## WHAT YOU WILL DO:
Output each record below exactly, leaving any picture out of the copy.

## RECORDS FOR PROCESSING:
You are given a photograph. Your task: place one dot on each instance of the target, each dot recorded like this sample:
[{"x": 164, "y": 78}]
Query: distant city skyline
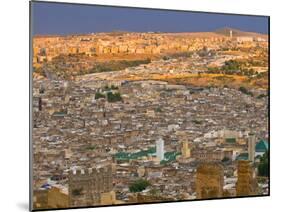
[{"x": 60, "y": 19}]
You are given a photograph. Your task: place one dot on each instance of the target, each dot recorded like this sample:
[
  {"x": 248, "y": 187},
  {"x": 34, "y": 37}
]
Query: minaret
[
  {"x": 185, "y": 150},
  {"x": 160, "y": 149},
  {"x": 251, "y": 147}
]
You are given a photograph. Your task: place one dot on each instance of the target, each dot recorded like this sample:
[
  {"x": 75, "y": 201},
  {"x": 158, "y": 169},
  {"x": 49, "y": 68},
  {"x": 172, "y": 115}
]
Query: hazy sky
[{"x": 59, "y": 18}]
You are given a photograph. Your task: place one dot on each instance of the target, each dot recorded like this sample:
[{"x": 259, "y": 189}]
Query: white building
[{"x": 160, "y": 149}]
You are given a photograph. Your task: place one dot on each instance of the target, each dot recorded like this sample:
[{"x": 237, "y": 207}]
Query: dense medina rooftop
[{"x": 150, "y": 130}]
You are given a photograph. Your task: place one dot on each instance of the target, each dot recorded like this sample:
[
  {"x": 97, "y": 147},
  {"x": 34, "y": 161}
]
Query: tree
[{"x": 139, "y": 185}]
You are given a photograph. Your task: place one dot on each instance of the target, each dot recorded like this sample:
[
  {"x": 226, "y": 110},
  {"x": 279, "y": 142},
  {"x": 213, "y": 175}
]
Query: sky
[{"x": 61, "y": 19}]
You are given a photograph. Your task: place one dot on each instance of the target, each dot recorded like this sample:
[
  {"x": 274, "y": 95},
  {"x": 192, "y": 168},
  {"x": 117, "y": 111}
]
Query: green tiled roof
[
  {"x": 230, "y": 140},
  {"x": 243, "y": 156},
  {"x": 262, "y": 146}
]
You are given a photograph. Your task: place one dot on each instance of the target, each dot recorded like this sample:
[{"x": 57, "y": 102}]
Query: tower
[
  {"x": 185, "y": 150},
  {"x": 246, "y": 184},
  {"x": 230, "y": 34},
  {"x": 209, "y": 180},
  {"x": 86, "y": 186},
  {"x": 160, "y": 149},
  {"x": 251, "y": 147}
]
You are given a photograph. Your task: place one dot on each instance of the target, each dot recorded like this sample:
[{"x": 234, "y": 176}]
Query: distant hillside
[{"x": 236, "y": 32}]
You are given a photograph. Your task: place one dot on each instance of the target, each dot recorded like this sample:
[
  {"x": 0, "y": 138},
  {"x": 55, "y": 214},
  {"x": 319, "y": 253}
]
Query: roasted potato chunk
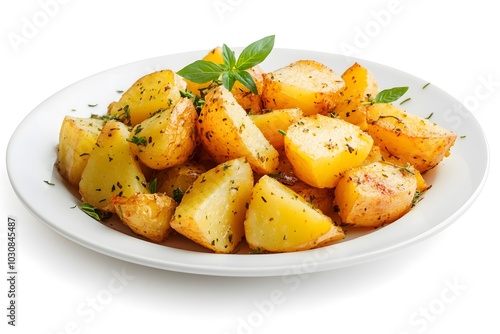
[
  {"x": 305, "y": 84},
  {"x": 147, "y": 215},
  {"x": 273, "y": 123},
  {"x": 212, "y": 210},
  {"x": 375, "y": 194},
  {"x": 175, "y": 181},
  {"x": 280, "y": 220},
  {"x": 321, "y": 148},
  {"x": 168, "y": 138},
  {"x": 412, "y": 139},
  {"x": 155, "y": 91},
  {"x": 227, "y": 132},
  {"x": 77, "y": 138},
  {"x": 111, "y": 169}
]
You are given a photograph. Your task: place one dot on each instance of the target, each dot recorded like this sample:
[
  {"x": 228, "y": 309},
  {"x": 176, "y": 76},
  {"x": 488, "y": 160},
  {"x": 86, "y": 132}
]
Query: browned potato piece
[
  {"x": 147, "y": 215},
  {"x": 360, "y": 85},
  {"x": 167, "y": 138},
  {"x": 227, "y": 132},
  {"x": 176, "y": 180},
  {"x": 112, "y": 169},
  {"x": 412, "y": 139},
  {"x": 150, "y": 93},
  {"x": 305, "y": 84},
  {"x": 77, "y": 138},
  {"x": 280, "y": 220},
  {"x": 272, "y": 122},
  {"x": 375, "y": 194},
  {"x": 212, "y": 210}
]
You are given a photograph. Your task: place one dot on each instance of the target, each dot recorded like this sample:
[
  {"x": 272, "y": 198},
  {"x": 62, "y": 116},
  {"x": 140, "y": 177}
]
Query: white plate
[{"x": 31, "y": 153}]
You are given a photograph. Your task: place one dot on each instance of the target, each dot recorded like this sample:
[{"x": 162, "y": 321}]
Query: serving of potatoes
[{"x": 284, "y": 168}]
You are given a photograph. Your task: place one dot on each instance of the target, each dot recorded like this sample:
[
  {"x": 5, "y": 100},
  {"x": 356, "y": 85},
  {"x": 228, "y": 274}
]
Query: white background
[{"x": 453, "y": 45}]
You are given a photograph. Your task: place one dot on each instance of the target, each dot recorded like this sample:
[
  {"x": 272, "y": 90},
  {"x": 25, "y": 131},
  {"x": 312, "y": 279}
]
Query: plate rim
[{"x": 224, "y": 270}]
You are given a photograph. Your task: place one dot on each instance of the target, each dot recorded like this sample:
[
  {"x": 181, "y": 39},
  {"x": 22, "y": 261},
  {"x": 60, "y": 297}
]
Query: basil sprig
[
  {"x": 232, "y": 69},
  {"x": 387, "y": 95}
]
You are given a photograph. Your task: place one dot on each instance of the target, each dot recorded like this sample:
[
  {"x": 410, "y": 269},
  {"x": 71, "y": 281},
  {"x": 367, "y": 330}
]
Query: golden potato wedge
[
  {"x": 212, "y": 210},
  {"x": 153, "y": 92},
  {"x": 272, "y": 122},
  {"x": 77, "y": 138},
  {"x": 377, "y": 155},
  {"x": 168, "y": 138},
  {"x": 227, "y": 132},
  {"x": 320, "y": 198},
  {"x": 412, "y": 139},
  {"x": 360, "y": 86},
  {"x": 147, "y": 215},
  {"x": 112, "y": 169},
  {"x": 321, "y": 148},
  {"x": 305, "y": 84},
  {"x": 375, "y": 194},
  {"x": 280, "y": 220}
]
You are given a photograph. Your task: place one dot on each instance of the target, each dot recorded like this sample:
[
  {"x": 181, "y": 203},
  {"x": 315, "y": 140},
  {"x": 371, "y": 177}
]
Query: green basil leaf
[
  {"x": 228, "y": 57},
  {"x": 247, "y": 80},
  {"x": 255, "y": 53},
  {"x": 201, "y": 71},
  {"x": 390, "y": 95},
  {"x": 228, "y": 80}
]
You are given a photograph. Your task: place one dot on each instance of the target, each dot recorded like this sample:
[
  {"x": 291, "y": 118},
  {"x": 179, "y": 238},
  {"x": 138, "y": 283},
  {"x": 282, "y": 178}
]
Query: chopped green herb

## RESULT FOR THIS EXERCISE:
You are given a photograph. Your task: place one dot on each instance of the target, each dot recorded like this sample:
[{"x": 164, "y": 78}]
Query: distant city skyline
[{"x": 60, "y": 19}]
You are given a photograph. Your task: place one dot on each instance of the target, each dot recorded like this sample:
[
  {"x": 248, "y": 187},
  {"x": 34, "y": 37}
]
Query: minaret
[
  {"x": 185, "y": 150},
  {"x": 160, "y": 149},
  {"x": 251, "y": 147}
]
You are given a photograph. Your task: place one dot on each instance of the target, each dot recorded like this sample:
[
  {"x": 75, "y": 201},
  {"x": 158, "y": 169},
  {"x": 49, "y": 68},
  {"x": 172, "y": 115}
]
Query: hazy sky
[{"x": 59, "y": 18}]
You are given a photograph. Your task: place one dot on each instance of the target, each dot recorded like this sample:
[{"x": 259, "y": 189}]
Query: white building
[{"x": 160, "y": 149}]
You are given a photograph. Your task: place one dot on each instance of the target, each dot recorded like this sample:
[{"x": 237, "y": 207}]
Query: dense medina rooftop
[{"x": 150, "y": 130}]
You are given a photograph. Your task: place one dot on each instance of the target, each dot recorded like this sample:
[
  {"x": 97, "y": 147},
  {"x": 34, "y": 161}
]
Query: tree
[{"x": 139, "y": 185}]
You are given a photograph. Your task: place one dot on each instance of the target, each dot recorded like this sample:
[
  {"x": 226, "y": 110},
  {"x": 279, "y": 142},
  {"x": 213, "y": 175}
]
Query: sky
[{"x": 61, "y": 19}]
You are given a photograph. Your task: place one dot on each instance of the target, each dot recorded like this sample:
[
  {"x": 274, "y": 95},
  {"x": 192, "y": 168},
  {"x": 117, "y": 111}
]
Query: green tiled roof
[
  {"x": 230, "y": 140},
  {"x": 243, "y": 156},
  {"x": 262, "y": 146}
]
You are given a photograph. Your task: place one dot on each instance of the target, each dot recorded like this sample:
[{"x": 57, "y": 102}]
Query: tower
[
  {"x": 185, "y": 150},
  {"x": 246, "y": 184},
  {"x": 230, "y": 34},
  {"x": 209, "y": 180},
  {"x": 86, "y": 186},
  {"x": 160, "y": 149},
  {"x": 251, "y": 147}
]
You are given a photograph. Your task: place one dot on each instance of the target, each dot recorded like this sample:
[{"x": 234, "y": 176}]
Query: distant hillside
[{"x": 236, "y": 32}]
You are given a photograph. Your task: place one dot on each instance of the target, each dot recorded like this sample:
[
  {"x": 0, "y": 138},
  {"x": 55, "y": 214},
  {"x": 319, "y": 253}
]
Query: roasted potato chunk
[
  {"x": 305, "y": 84},
  {"x": 147, "y": 215},
  {"x": 273, "y": 123},
  {"x": 212, "y": 210},
  {"x": 375, "y": 194},
  {"x": 175, "y": 181},
  {"x": 280, "y": 220},
  {"x": 321, "y": 148},
  {"x": 168, "y": 138},
  {"x": 412, "y": 139},
  {"x": 155, "y": 91},
  {"x": 227, "y": 132},
  {"x": 77, "y": 138},
  {"x": 111, "y": 169}
]
You are given a photograph. Your task: place one dot on each instance of the target, each dot recorded like this sample:
[
  {"x": 228, "y": 309},
  {"x": 176, "y": 76},
  {"x": 488, "y": 160},
  {"x": 86, "y": 132}
]
Query: browned potato piece
[
  {"x": 147, "y": 215},
  {"x": 360, "y": 85},
  {"x": 167, "y": 138},
  {"x": 227, "y": 132},
  {"x": 176, "y": 180},
  {"x": 112, "y": 169},
  {"x": 412, "y": 139},
  {"x": 150, "y": 93},
  {"x": 305, "y": 84},
  {"x": 77, "y": 138},
  {"x": 280, "y": 220},
  {"x": 272, "y": 122},
  {"x": 375, "y": 194},
  {"x": 212, "y": 210}
]
You are given a photograph. Your task: place one dot on each instance of the target, each dot recorded like this sample:
[
  {"x": 272, "y": 198},
  {"x": 62, "y": 116},
  {"x": 140, "y": 177}
]
Query: white plate
[{"x": 31, "y": 153}]
You are given a photograph. Your task: place one dot on each instance of the target, each dot recorded like this sample:
[{"x": 162, "y": 321}]
Query: serving of potatoes
[{"x": 284, "y": 168}]
You are given a photograph. Your task: place one dot on each instance of the target, each dot recorded like this sample:
[
  {"x": 5, "y": 100},
  {"x": 356, "y": 85},
  {"x": 228, "y": 274}
]
Query: white background
[{"x": 453, "y": 45}]
You are given a photograph. Your task: place one dot on each instance of the target, each dot recorded like this sample:
[
  {"x": 272, "y": 90},
  {"x": 25, "y": 131},
  {"x": 312, "y": 279}
]
Query: plate rim
[{"x": 224, "y": 270}]
You are given a photograph. Your task: place one dot on each instance of the target, each dot recorded like this sample:
[
  {"x": 181, "y": 39},
  {"x": 22, "y": 261},
  {"x": 60, "y": 297}
]
Query: basil sprig
[
  {"x": 232, "y": 69},
  {"x": 387, "y": 95}
]
You are given a photograph. Your task: place one dot on each instance of the target, each dot recorded like this sample:
[
  {"x": 410, "y": 269},
  {"x": 71, "y": 281},
  {"x": 367, "y": 330}
]
Query: golden potato wedge
[
  {"x": 212, "y": 210},
  {"x": 153, "y": 92},
  {"x": 272, "y": 122},
  {"x": 77, "y": 138},
  {"x": 377, "y": 155},
  {"x": 168, "y": 138},
  {"x": 227, "y": 132},
  {"x": 320, "y": 198},
  {"x": 412, "y": 139},
  {"x": 360, "y": 86},
  {"x": 147, "y": 215},
  {"x": 112, "y": 169},
  {"x": 321, "y": 148},
  {"x": 305, "y": 84},
  {"x": 375, "y": 194},
  {"x": 280, "y": 220}
]
You are given a photograph. Your task: place one dot on each instance of the target, each dot recorded like this sample:
[
  {"x": 181, "y": 203},
  {"x": 315, "y": 140},
  {"x": 371, "y": 177}
]
Query: green basil leaf
[
  {"x": 228, "y": 57},
  {"x": 247, "y": 80},
  {"x": 255, "y": 53},
  {"x": 201, "y": 71},
  {"x": 390, "y": 95},
  {"x": 228, "y": 80}
]
You are given a photograph. Your task: place one dot on each instance of the target, each dot recorded like this sample:
[
  {"x": 291, "y": 118},
  {"x": 179, "y": 238},
  {"x": 138, "y": 283},
  {"x": 282, "y": 178}
]
Query: chopped green herb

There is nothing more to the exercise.